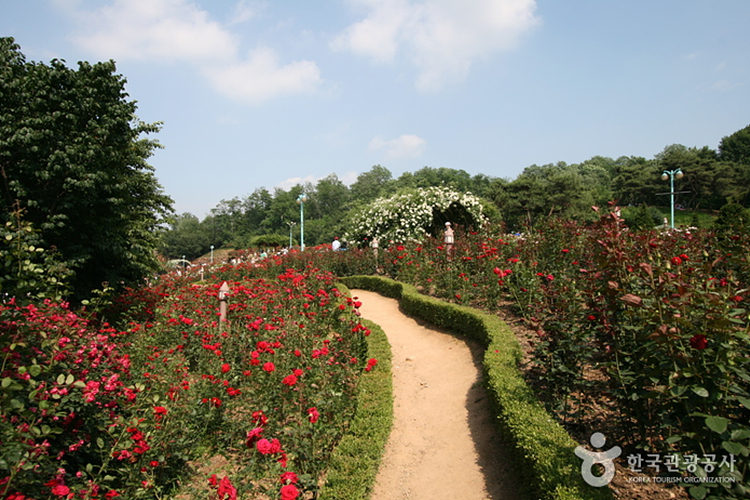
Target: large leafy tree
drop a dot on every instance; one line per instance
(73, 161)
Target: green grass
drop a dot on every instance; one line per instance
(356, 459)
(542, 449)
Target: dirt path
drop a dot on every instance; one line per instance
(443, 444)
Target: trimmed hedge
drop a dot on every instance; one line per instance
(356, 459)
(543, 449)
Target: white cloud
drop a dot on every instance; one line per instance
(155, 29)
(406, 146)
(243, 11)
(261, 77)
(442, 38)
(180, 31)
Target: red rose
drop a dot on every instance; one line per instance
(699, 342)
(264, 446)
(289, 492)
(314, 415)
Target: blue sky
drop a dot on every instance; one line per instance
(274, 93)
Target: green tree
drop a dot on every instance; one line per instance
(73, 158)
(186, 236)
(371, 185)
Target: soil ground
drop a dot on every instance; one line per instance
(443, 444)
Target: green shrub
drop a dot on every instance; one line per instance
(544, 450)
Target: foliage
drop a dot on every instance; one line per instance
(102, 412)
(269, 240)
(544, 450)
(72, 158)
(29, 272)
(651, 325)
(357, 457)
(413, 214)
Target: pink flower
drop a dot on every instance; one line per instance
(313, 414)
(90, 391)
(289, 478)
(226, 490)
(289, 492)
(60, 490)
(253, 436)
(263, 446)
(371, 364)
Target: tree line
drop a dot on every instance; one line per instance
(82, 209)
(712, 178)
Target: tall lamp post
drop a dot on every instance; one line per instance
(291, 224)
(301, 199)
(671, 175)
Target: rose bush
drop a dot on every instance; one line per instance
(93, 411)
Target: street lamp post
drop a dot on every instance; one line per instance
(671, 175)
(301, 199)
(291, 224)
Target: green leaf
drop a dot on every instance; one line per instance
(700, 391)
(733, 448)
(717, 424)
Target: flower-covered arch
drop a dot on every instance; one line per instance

...

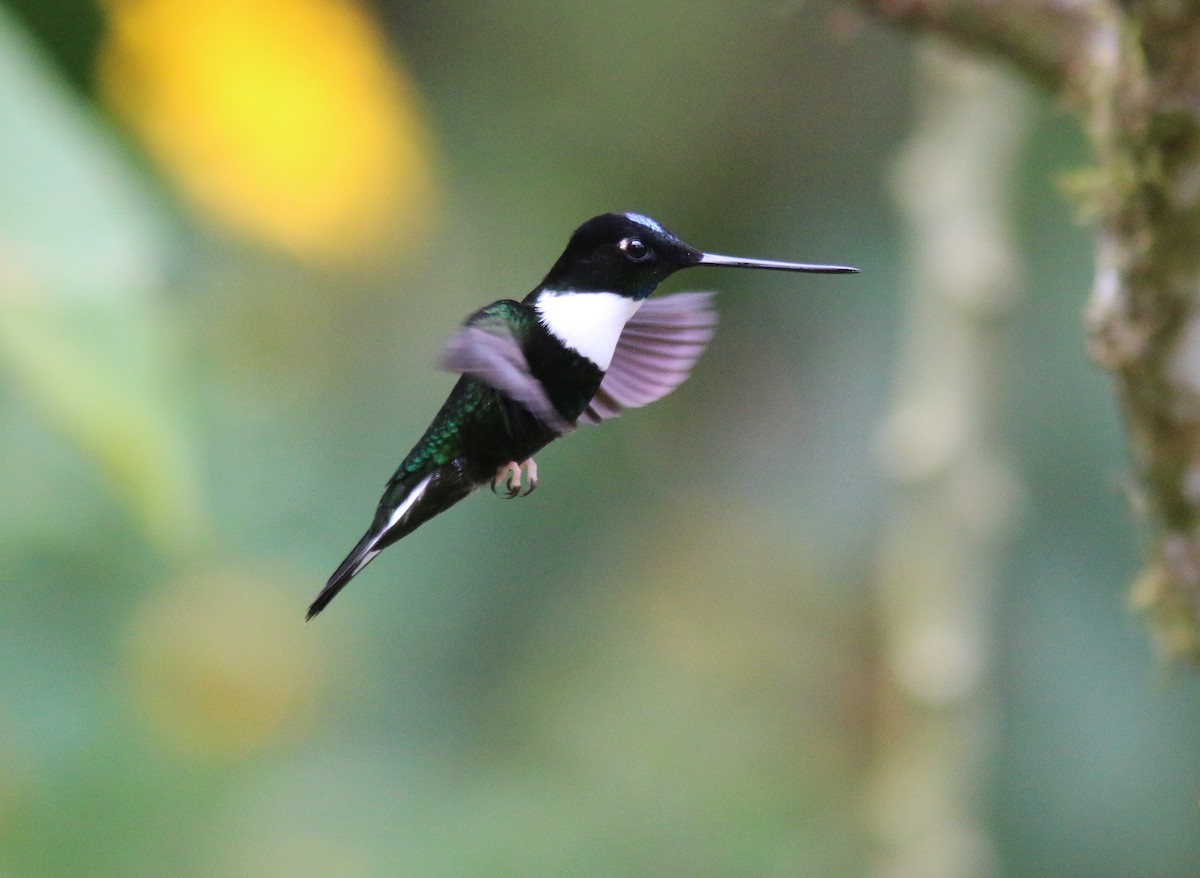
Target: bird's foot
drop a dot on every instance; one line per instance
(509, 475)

==

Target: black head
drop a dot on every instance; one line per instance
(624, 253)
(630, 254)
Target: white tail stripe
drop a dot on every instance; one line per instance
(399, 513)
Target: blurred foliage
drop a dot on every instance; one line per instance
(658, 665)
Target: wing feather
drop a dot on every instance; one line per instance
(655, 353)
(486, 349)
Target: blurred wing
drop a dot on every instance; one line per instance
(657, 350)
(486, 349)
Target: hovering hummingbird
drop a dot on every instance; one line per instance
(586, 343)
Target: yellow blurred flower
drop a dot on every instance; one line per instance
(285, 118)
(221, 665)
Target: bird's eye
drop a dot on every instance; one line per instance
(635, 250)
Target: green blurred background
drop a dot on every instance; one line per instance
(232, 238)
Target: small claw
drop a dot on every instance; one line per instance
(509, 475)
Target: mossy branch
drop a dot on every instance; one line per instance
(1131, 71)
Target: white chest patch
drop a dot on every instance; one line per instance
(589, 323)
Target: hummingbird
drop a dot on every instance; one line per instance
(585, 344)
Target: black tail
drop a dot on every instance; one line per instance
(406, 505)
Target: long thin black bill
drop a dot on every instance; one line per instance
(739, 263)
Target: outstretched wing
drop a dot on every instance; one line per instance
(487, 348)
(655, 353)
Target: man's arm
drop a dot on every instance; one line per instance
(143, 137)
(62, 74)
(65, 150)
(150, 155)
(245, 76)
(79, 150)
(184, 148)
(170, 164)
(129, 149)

WHAT THE TASK REQUIRES: Extract exactly and only the lines above from the line containing "Target: green grass" through the line containing "Target: pink flower", both end lines included.

ANSWER SPACE:
Target: green grass
drop a dot on every instance; one line per instance
(356, 459)
(542, 449)
Target: dirt path
drop a dot on every instance; one line per instance
(443, 444)
Target: trimmed hedge
drop a dot on every instance; one line per instance
(356, 459)
(543, 449)
Target: white cloud
drop a dot on every instance; one line per instance
(155, 29)
(406, 146)
(243, 11)
(261, 77)
(442, 38)
(180, 31)
Target: red rose
drop a dot on every instance; one line per instance
(699, 342)
(264, 446)
(289, 492)
(314, 415)
Target: blue sky
drop a dot on every instance; one line per instance
(274, 93)
Target: green tree
drop a dot on every instance; one line per instance
(73, 158)
(186, 236)
(371, 185)
Target: soil ground
drop a dot on every instance; one line per instance
(443, 444)
Target: green shrub
drop a dot on every instance; one line per instance
(544, 450)
Target: foliage
drop a dot on every instance; one line per instance
(102, 412)
(269, 240)
(544, 450)
(72, 158)
(29, 272)
(651, 325)
(357, 457)
(413, 214)
Target: pink flower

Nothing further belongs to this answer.